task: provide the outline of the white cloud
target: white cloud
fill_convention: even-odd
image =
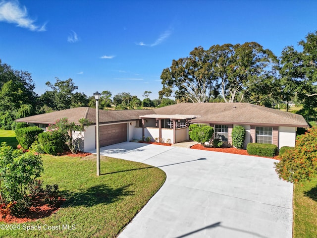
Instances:
[[[67,37],[67,41],[70,43],[74,43],[75,42],[77,42],[79,40],[79,38],[78,38],[78,35],[74,31],[72,31],[68,37]]]
[[[142,41],[141,42],[139,42],[138,43],[135,43],[136,45],[138,45],[138,46],[147,46]]]
[[[141,41],[139,43],[135,43],[135,44],[136,45],[138,45],[138,46],[150,46],[150,47],[153,47],[154,46],[157,46],[158,45],[159,45],[160,44],[161,44],[165,39],[168,38],[168,37],[169,37],[171,34],[172,34],[171,31],[170,30],[167,30],[167,31],[165,31],[165,32],[164,32],[163,34],[161,34],[158,37],[158,38],[154,42],[154,43],[150,44],[144,44],[143,42]]]
[[[114,56],[103,56],[100,57],[100,59],[112,59],[114,57]]]
[[[16,24],[17,26],[32,31],[45,31],[46,24],[38,26],[30,19],[25,6],[20,6],[16,0],[0,1],[0,21]]]
[[[169,30],[166,31],[160,36],[159,36],[159,37],[158,37],[158,38],[157,40],[155,41],[155,42],[151,44],[151,46],[157,46],[158,45],[159,45],[160,43],[163,42],[163,41],[164,41],[165,39],[167,38],[170,35],[171,33],[172,32]]]
[[[114,78],[115,80],[143,80],[143,78]]]

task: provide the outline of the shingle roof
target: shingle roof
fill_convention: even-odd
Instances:
[[[201,115],[194,122],[224,122],[231,124],[268,124],[308,127],[301,115],[249,103],[179,104],[158,108],[157,114]]]
[[[99,110],[99,122],[101,123],[124,121],[139,119],[140,116],[154,113],[152,110],[105,111]],[[96,123],[96,109],[88,107],[71,108],[52,113],[32,116],[21,118],[16,121],[24,121],[42,124],[53,123],[58,119],[67,118],[71,122],[79,124],[78,119],[85,118],[92,124]]]
[[[99,121],[101,123],[106,123],[136,120],[139,119],[140,116],[146,115],[188,115],[189,114],[201,116],[191,120],[194,122],[308,127],[307,122],[301,115],[242,103],[181,103],[154,110],[99,110]],[[79,119],[85,118],[94,124],[96,123],[96,109],[84,107],[72,108],[16,120],[50,124],[63,118],[67,118],[69,121],[77,124]]]

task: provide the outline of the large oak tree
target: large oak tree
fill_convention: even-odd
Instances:
[[[208,50],[195,48],[189,57],[173,60],[163,70],[159,96],[174,93],[177,99],[207,103],[220,94],[226,102],[247,97],[260,103],[272,93],[267,86],[276,79],[277,63],[271,51],[256,42],[216,45]]]
[[[283,93],[287,100],[295,97],[303,104],[307,116],[312,115],[316,114],[317,107],[317,31],[309,33],[299,45],[302,51],[289,46],[282,52]]]

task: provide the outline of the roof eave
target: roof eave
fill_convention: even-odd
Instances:
[[[261,125],[265,126],[291,126],[294,127],[309,127],[308,124],[283,124],[283,123],[255,123],[255,122],[241,122],[239,121],[208,121],[208,120],[191,120],[192,122],[195,123],[207,123],[211,124],[242,124],[242,125]]]

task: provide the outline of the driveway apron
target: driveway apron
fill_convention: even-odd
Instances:
[[[167,176],[119,238],[292,238],[293,184],[274,160],[134,142],[101,153]]]

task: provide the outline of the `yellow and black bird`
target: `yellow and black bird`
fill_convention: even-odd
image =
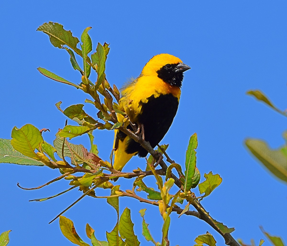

##############################

§ **Problem requirements**
Reproduce all of the items above, replacing every occurrence of "even-odd" with "nonzero" and changing nothing else. Omit the pictures from your answer.

§ **Written answer**
task: provide the outline of the white cloud
target: white cloud
fill_convention: nonzero
image =
Instances:
[[[67,37],[67,41],[70,43],[74,43],[75,42],[77,42],[79,40],[79,38],[78,38],[78,35],[74,31],[72,31],[68,37]]]
[[[142,41],[141,42],[139,42],[138,43],[135,43],[136,45],[138,45],[138,46],[147,46]]]
[[[141,41],[139,43],[135,43],[135,44],[136,45],[138,45],[138,46],[150,46],[150,47],[153,47],[154,46],[157,46],[158,45],[159,45],[160,44],[161,44],[165,39],[168,38],[168,37],[169,37],[171,34],[172,34],[171,31],[170,30],[167,30],[167,31],[165,31],[165,32],[164,32],[163,34],[161,34],[158,37],[158,38],[154,42],[154,43],[150,44],[144,44],[143,42]]]
[[[114,56],[103,56],[100,57],[100,59],[112,59],[114,57]]]
[[[16,24],[17,26],[32,31],[45,31],[46,24],[38,26],[30,19],[25,6],[20,6],[16,0],[0,1],[0,21]]]
[[[169,30],[166,31],[160,36],[159,36],[159,37],[158,37],[158,38],[157,40],[155,41],[155,42],[151,44],[151,46],[157,46],[158,45],[159,45],[160,43],[163,42],[163,41],[164,41],[165,39],[167,38],[170,35],[171,33],[172,32]]]
[[[114,78],[115,80],[143,80],[143,78]]]

task: provide the outline of the shingle roof
target: shingle roof
fill_convention: nonzero
Instances:
[[[201,115],[194,122],[224,122],[231,124],[268,124],[308,127],[301,115],[249,103],[179,104],[158,108],[157,114]]]
[[[99,110],[99,122],[101,123],[124,121],[139,119],[140,116],[154,113],[152,110],[105,111]],[[96,123],[96,109],[88,107],[71,108],[52,113],[32,116],[21,118],[16,121],[24,121],[42,124],[53,123],[58,119],[67,118],[71,122],[79,124],[78,119],[85,118],[92,124]]]
[[[99,121],[101,123],[106,123],[136,120],[139,119],[140,116],[146,115],[188,115],[189,114],[201,116],[191,120],[194,122],[308,127],[307,122],[301,115],[242,103],[181,103],[154,110],[99,110]],[[79,119],[85,118],[94,124],[96,123],[96,109],[84,107],[72,108],[16,120],[50,124],[63,118],[67,118],[69,121],[77,124]]]

task: provide the outline of the large oak tree
target: large oak tree
fill_convention: nonzero
Instances:
[[[208,50],[195,48],[189,57],[173,60],[163,70],[159,96],[174,93],[177,99],[207,103],[220,94],[226,102],[247,97],[260,103],[272,93],[267,86],[276,79],[277,63],[271,51],[256,42],[216,45]]]
[[[283,93],[287,100],[295,97],[303,104],[307,116],[312,115],[316,114],[317,107],[317,31],[309,33],[299,45],[302,51],[289,46],[282,52]]]

task: provide the outline of the roof eave
target: roof eave
fill_convention: nonzero
Instances:
[[[261,125],[265,126],[291,126],[294,127],[309,127],[308,124],[283,124],[283,123],[255,123],[255,122],[241,122],[239,121],[208,121],[208,120],[191,120],[192,122],[195,123],[207,123],[211,124],[242,124],[242,125]]]

task: provide the outline of the driveway apron
target: driveway apron
fill_convention: nonzero
Instances:
[[[167,176],[119,238],[292,238],[293,184],[274,160],[134,142],[101,153]]]

task: provide the outline of the `yellow and black bird`
target: `yellow and black bird`
fill_convention: nonzero
image =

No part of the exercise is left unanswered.